**Instructions for the task:** Please return the listing exactly as written, but without its pictures.

** Given data follows **

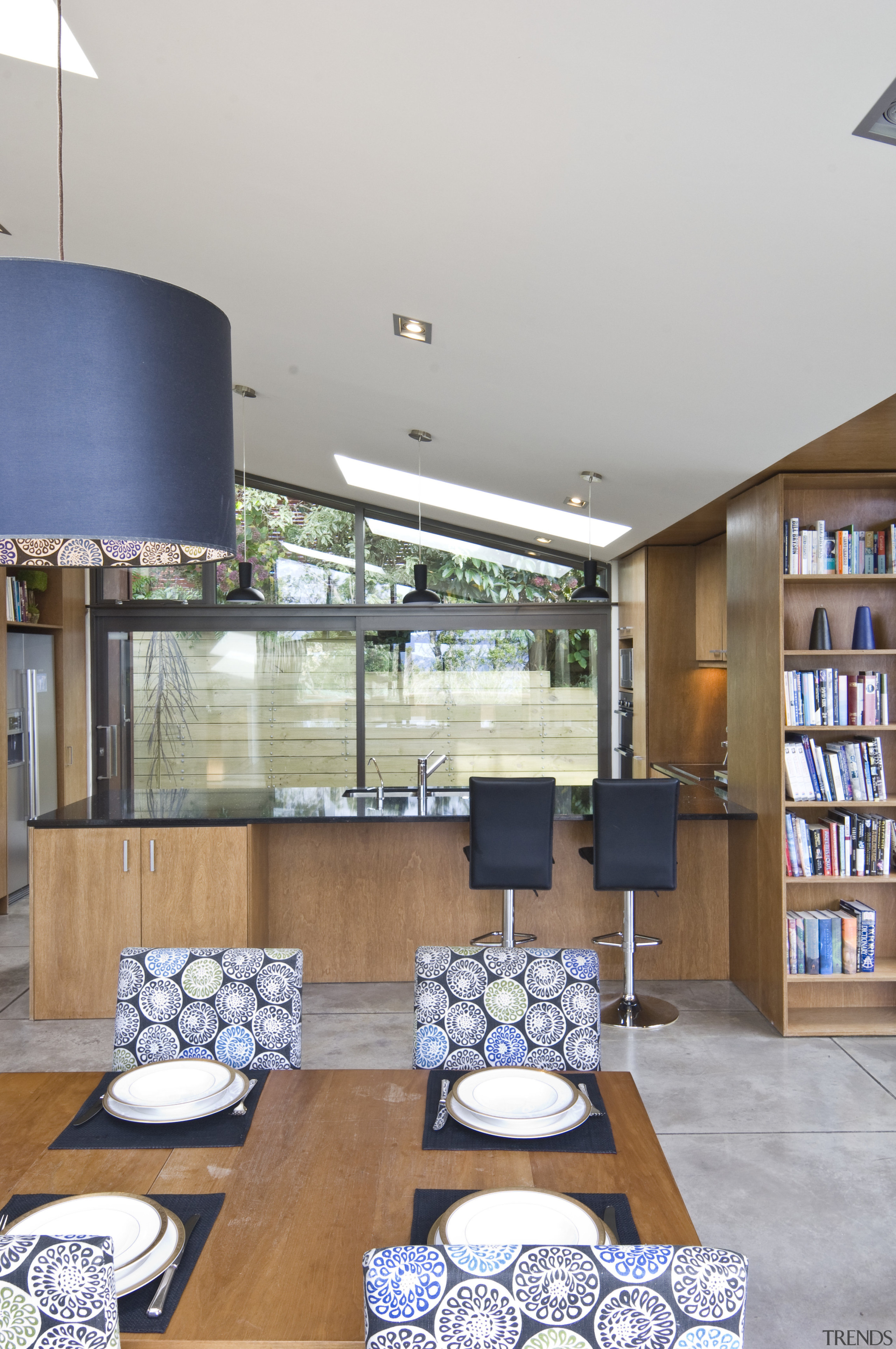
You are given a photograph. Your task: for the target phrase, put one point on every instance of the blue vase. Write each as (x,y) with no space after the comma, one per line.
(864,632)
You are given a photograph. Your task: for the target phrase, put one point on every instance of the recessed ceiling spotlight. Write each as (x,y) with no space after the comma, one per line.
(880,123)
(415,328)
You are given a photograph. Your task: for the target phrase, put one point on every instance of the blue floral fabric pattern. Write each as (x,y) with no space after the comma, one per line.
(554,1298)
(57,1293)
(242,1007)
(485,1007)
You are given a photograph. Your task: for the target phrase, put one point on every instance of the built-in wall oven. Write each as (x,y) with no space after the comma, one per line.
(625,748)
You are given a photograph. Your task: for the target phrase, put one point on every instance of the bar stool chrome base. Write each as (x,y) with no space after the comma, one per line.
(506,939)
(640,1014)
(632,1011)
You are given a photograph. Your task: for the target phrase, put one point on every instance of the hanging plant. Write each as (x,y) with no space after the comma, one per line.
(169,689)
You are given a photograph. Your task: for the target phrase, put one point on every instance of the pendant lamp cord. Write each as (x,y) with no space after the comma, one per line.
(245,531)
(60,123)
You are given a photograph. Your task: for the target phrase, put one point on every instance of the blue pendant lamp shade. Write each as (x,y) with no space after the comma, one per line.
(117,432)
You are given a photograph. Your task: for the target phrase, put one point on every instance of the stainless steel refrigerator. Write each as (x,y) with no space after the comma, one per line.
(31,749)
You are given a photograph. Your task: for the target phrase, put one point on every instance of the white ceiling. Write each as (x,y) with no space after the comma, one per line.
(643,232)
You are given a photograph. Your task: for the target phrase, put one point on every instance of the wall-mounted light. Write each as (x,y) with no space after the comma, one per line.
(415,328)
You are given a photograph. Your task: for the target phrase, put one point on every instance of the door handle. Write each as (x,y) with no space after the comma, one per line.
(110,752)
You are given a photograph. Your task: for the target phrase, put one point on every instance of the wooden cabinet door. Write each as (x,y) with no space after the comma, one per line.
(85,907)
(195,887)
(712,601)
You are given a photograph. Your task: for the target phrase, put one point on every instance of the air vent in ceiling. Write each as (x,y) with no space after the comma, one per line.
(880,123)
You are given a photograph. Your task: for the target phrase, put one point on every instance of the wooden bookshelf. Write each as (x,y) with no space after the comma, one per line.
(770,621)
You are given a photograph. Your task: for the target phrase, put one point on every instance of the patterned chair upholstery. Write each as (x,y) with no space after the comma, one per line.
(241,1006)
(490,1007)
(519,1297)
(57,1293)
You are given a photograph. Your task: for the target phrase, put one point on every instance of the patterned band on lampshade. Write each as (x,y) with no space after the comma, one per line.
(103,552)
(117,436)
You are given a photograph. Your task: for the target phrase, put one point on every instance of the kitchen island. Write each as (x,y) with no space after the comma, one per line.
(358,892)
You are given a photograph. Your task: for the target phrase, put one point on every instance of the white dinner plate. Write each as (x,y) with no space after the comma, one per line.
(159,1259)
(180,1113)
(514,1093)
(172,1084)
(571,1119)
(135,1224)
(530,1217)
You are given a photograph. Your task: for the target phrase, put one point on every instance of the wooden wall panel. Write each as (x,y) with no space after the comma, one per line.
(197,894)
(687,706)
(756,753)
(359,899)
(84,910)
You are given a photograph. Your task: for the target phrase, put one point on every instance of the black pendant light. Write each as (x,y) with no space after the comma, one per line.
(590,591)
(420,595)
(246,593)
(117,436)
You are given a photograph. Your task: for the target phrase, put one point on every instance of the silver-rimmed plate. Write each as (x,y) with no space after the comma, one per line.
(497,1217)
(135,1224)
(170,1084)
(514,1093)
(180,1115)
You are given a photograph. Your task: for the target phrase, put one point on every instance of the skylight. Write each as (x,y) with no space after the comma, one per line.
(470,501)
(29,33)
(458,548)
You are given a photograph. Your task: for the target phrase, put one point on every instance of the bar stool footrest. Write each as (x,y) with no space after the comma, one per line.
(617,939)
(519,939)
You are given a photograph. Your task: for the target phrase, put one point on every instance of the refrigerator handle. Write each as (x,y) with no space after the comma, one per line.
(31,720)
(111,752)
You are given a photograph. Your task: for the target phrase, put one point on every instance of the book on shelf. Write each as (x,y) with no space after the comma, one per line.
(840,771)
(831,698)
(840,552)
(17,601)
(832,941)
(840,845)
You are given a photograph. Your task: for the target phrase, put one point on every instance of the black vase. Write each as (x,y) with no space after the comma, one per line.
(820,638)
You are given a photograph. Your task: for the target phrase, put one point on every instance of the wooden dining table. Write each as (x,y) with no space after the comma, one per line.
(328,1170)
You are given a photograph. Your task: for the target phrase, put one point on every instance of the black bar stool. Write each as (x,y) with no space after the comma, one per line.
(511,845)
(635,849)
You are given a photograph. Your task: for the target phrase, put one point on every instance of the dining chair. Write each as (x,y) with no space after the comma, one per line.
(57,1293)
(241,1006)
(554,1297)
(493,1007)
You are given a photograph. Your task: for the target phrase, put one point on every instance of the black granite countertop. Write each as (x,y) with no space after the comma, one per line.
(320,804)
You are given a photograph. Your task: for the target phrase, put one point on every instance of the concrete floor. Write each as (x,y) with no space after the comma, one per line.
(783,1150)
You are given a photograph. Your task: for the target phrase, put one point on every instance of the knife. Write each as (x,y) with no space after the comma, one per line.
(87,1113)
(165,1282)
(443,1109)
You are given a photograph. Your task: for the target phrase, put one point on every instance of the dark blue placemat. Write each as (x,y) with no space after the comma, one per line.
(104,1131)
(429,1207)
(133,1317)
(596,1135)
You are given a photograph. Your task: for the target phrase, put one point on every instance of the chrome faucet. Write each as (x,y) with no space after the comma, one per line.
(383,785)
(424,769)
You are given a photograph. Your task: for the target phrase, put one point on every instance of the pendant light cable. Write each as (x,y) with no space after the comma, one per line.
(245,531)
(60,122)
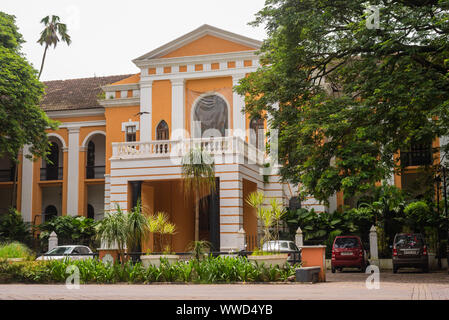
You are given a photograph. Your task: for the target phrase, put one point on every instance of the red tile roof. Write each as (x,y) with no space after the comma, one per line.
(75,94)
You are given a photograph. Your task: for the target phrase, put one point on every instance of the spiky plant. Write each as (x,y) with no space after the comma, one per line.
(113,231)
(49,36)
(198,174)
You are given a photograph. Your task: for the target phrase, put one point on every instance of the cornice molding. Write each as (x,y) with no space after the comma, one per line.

** End of Given data **

**The completed task:**
You are given a photograph. Your task: for the target phrase, put one point on every instance of the blue vase. Write each as (x,y) with no space after the comma, one per line.
(864,632)
You are given a photograph. Your task: for the target phrase, put one point on every instance of the recessed ceiling spotlight. Write each as (x,y) with no space after the comma, one per line.
(880,123)
(415,328)
You are given a photograph. Your task: for the target phrase, put one point on every instance of the blue floral fabric pattern. Write each as (x,y) with no space after the comma, one per line.
(554,1298)
(57,1293)
(242,1007)
(485,1007)
You are given a photograph. Your task: for the target phrase, put one point on every instance of the built-in wall oven. Write each as (x,y) with no space after the comma, one per line.
(625,748)
You are given a photograph. Your task: for the target phrase, put one point on every instance of the bar stool chrome base. Write each as (x,y) with no space after the comma, one per line.
(506,939)
(640,1014)
(632,1011)
You are given a photograph. Your task: for the target phrase, put one point on every instance of the hanging plant. Write each as (x,y) with no space after the comma, one per line.
(169,689)
You are given a photograph. Your task: for the target phrase, put one point on every instance of the pendant lamp cord. Write each as (x,y) with no space after the comma, one per line.
(245,531)
(60,123)
You are given a photograph. Your task: for the target phrase, put one point on every instance of the blue pendant lamp shade. Write each as (x,y) with no space after the comma, one per line.
(117,432)
You are given a photograph. Your task: for the target phrase, put one point on every instance of the stainless steel refrigerator. Write each as (x,y) with no space after the comma, one per line.
(31,749)
You are given a photograph. Your task: for the target phrase, put one point on every instance of the white ceiling. Write each as (x,y) with no space after the comma, one per line.
(643,232)
You are given a photograph. Your task: for the target phrase, put one point on every instance of the wall-mounted light. Write each as (x,y) with no space after the comma, one per line.
(415,328)
You are given a photograph. Your task: for the target phrase, put one point on every instance of the door handle. Write each as (x,y) with no space after the comma, one per line.
(110,752)
You are given a photograph. Your task: for the target phrase, put one point on every instance of the wooden cabinet door. Write each as (x,y) with no space after the comma, one per line.
(85,907)
(195,887)
(712,601)
You are given a photograph. Your task: for the target phrase, put one point on every instance of the air vent in ceiling. Write each as (x,y) with no space after the comma, one per line.
(880,123)
You are given a photograph. Your task: for the target phrase, put one point on every instance of the wooden bookshelf. Write each as (x,y) with no space after the comma, one per line.
(770,621)
You are given a photograph. Your task: for the target phrase, put one point on every instance of the patterned chair upholstery. Write each as (x,y) with no space after the comma, one per line.
(241,1006)
(490,1007)
(519,1297)
(57,1293)
You are given a photograph. Your task: for the target phrase, put one point on every instance of the patterned band on lampshade. Write each as (x,y) with no space after the comma, one per line.
(103,552)
(117,436)
You are given a photograph. Your task: for the target phrase, put one point on every instance of the kitchen island. Write each as (x,y) with no space after the comma, one per line.
(358,892)
You are given a photograph. Your task: for the target phrase, put one point on every instance of the white dinner plate. Write each as (x,y) with no space after the comma, one per line.
(159,1259)
(180,1113)
(514,1093)
(172,1084)
(571,1119)
(135,1224)
(530,1217)
You are given a photograph. Your task: for the target phrase, put one point on every instance of the wooden wall panel. Write each as (x,y) with no space after the comma, one per line.
(197,894)
(687,706)
(756,753)
(359,899)
(84,910)
You are given a photograph. Your task: for the target phrase, put one point on every instance of the black pendant light. Write each as (x,y) with no space after the comma, one per line.
(590,591)
(420,595)
(246,593)
(117,436)
You are given a photograph. Your task: for the target phrase, put one point on every instance of the silver-rimmed plate. Write each as (x,y) with no space after the comma, one per line.
(497,1217)
(135,1224)
(170,1084)
(514,1093)
(180,1115)
You are given a photograph. Your task: for the target phrase, put one point on every instance of the skylight. Write each as (x,y) with no space after the comma, one per line.
(470,501)
(29,33)
(458,548)
You are given a photograph. Your task: for the target phrase, put one point on every instance of the bar stool footrest. Write each as (x,y) with no space after the comma, one per line.
(617,939)
(519,939)
You are given a photograph. Your task: for the target phrase, put one point on every instance of the refrigerator handle. Write each as (x,y) with no space after the comma, one per line.
(31,720)
(111,752)
You are given a photograph. Your task: for the target phrase, put one point on every instance of the book on shelf. Write each as (x,y) with no space after the comma, one per line.
(840,771)
(831,698)
(840,552)
(17,601)
(832,941)
(840,845)
You are given a photograph. Your task: for the target phrase, put one point on every instance of the black vase. Write each as (x,y) with no space after the comma, one per line.
(820,638)
You are given a photograph. Your task: for the target phrase, put one point on every instance of the wooden dining table. Write each as (x,y) with no space after the comma, one per line.
(328,1170)
You are given a photograph. Your task: for the target phrase, put one point on every instance of the black bar stool. Write each as (x,y) with no space after the comma, one per line.
(511,845)
(635,849)
You are given a photograph. Your task: for the target phrase, put one point on every instance of the dining chair. Write each as (x,y) with no space after the comma, one per line.
(57,1293)
(241,1006)
(554,1297)
(493,1007)
You are given a photograph. Your task: for the target phrase, put one point on every instance of the black granite countertop. Write each as (x,y) with no space after the comma, one per line.
(320,804)
You are given a photograph. Your task: for the target phrase, put one point on every instance of the concrete floor. Write each as (x,y) with no space after the comma, one per line.
(783,1150)
You are given a photograph. Your task: for the target phrase, put one point on every instance of the knife. Write each as (x,y) with no space after the comma, one per line.
(87,1113)
(165,1282)
(443,1109)
You are given a photograph. Your task: for the target phrase, put one point on every instance of the dark blue placemat. Write each as (x,y) with no space after the comma, one per line.
(104,1131)
(429,1207)
(133,1317)
(596,1135)
You are given a photograph. Your task: for the target phrase, put one point on every instance of the chrome faucet. Write each as (x,y) with no space after the comma, one per line.
(383,785)
(424,769)
You are given a photograph. Your task: for the target phrase, put one point on every instance of the pendant light cable. Write each as (x,y) with no space after the comma, one per line.
(245,531)
(60,122)
You are given a photograph. Your task: for the target phrase, put one point on every instance of the red tile roof. Write each as (x,y) with no space after the comma, one per line.
(75,94)
You are given a photograph. Your task: for the target phrase, put one point on every instance of the spiky plant. Write each as (x,y) with no space after the comma, one per line.
(113,231)
(49,36)
(198,174)
You are given a photograph. Your task: for the target phrase, put one point on every instance of the cornice molding. Write each as (x,y) with no space after the comma, one per line.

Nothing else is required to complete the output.